## [Text excerpt]
------------------------------

In the book, "Programming in C++" by Stephen Dewhurst and Kathy Stark
(1989, Prentice Hall, page 14), I find a short hashing subroutine
("hash" as in cryptographic hash, not an associative array) by the
famous Peter Weinberger.
The subroutine accepts a string, and returns a numerical value. One
possible application of such a subroutine would be for storing (and
retrieving) of a vast number of files (many thousands or millions) -
the files could be stored in an arbitrary number of directories/
filesystems (ie, "hash buckets") and retrieved based on the hash value
of their filename.
I wish to convert this C++ subroutine to a Perl subroutine. But my
knowledge of C++ is limited to what I learned in a class in college -
I have never coded in C++ and I am severely deficient in this
language.
Based on my limited C++ skills, I have made an effort to do this
conversion, but it does not produce the expected results. I was
hoping someone here who was more familiar with C++ could point out the
error of my ways.

------------------------------

## [Problems to solve]
1. Return the section of the hashing subroutine post from "The subroutine accepts" to "of my ways." verbatim.
2. List each line of the entries that contains the string "roof", treating case as significant.

------------------------------

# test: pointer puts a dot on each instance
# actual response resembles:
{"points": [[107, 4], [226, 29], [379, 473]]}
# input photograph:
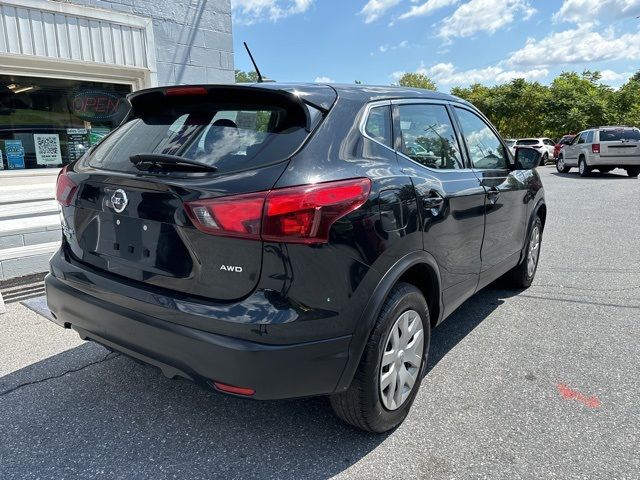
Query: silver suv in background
{"points": [[602, 148], [543, 145]]}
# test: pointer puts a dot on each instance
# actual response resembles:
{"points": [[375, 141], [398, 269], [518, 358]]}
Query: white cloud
{"points": [[580, 45], [484, 15], [374, 9], [448, 74], [579, 11], [426, 8], [609, 76], [386, 47], [254, 11]]}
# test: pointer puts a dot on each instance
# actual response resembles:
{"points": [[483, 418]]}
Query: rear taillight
{"points": [[65, 188], [302, 214]]}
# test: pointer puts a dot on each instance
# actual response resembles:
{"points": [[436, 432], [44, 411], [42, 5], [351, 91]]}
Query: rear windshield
{"points": [[228, 137], [615, 135]]}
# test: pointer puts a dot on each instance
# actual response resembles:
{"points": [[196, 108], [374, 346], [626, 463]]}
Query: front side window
{"points": [[428, 136], [378, 125], [485, 148]]}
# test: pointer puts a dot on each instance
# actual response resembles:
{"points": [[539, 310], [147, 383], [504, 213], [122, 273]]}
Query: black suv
{"points": [[285, 240]]}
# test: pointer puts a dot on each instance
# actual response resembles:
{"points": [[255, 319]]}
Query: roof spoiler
{"points": [[248, 94]]}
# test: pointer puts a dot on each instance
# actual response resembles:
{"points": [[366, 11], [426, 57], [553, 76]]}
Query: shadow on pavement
{"points": [[87, 413], [573, 175]]}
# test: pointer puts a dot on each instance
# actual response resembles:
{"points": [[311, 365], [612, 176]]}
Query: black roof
{"points": [[321, 95], [358, 92]]}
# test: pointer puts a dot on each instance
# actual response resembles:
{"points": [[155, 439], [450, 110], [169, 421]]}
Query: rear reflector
{"points": [[223, 387], [302, 214], [65, 188], [178, 91]]}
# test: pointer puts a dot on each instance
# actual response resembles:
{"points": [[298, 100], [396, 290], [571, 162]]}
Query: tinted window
{"points": [[378, 125], [428, 136], [589, 136], [485, 148], [225, 136], [619, 134]]}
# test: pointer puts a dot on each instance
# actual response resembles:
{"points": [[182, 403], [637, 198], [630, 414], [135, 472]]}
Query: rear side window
{"points": [[616, 135], [229, 137], [485, 148], [589, 136], [378, 125], [428, 136]]}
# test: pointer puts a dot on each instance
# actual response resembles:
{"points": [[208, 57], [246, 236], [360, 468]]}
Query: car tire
{"points": [[633, 172], [362, 404], [522, 275], [583, 168], [561, 166]]}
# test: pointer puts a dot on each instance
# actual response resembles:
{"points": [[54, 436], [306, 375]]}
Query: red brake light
{"points": [[65, 188], [302, 214], [233, 216], [177, 91]]}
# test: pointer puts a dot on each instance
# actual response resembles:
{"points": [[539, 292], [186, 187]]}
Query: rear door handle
{"points": [[433, 202], [493, 195]]}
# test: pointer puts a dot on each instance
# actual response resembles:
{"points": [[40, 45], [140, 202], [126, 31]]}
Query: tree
{"points": [[417, 80], [578, 101], [246, 77]]}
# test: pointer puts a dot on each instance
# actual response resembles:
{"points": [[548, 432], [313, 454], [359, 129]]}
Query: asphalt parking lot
{"points": [[543, 383]]}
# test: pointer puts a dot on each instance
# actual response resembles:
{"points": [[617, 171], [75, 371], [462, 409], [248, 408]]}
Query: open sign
{"points": [[96, 105]]}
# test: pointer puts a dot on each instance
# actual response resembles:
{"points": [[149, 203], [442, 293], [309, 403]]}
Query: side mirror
{"points": [[527, 158]]}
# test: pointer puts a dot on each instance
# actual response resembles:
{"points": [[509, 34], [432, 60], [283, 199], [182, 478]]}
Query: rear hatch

------------------------------

## [The results]
1.
The subroutine accepts a string, and returns a numerical value. One
possible application of such a subroutine would be for storing (and
retrieving) of a vast number of files (many thousands or millions) -
the files could be stored in an arbitrary number of directories/
filesystems (ie, "hash buckets") and retrieved based on the hash value
of their filename.
I wish to convert this C++ subroutine to a Perl subroutine. But my
knowledge of C++ is limited to what I learned in a class in college -
I have never coded in C++ and I am severely deficient in this
language.
Based on my limited C++ skills, I have made an effort to do this
conversion, but it does not produce the expected results. I was
hoping someone here who was more familiar with C++ could point out the
error of my ways.

2.
Query: roof spoiler
Query: black roof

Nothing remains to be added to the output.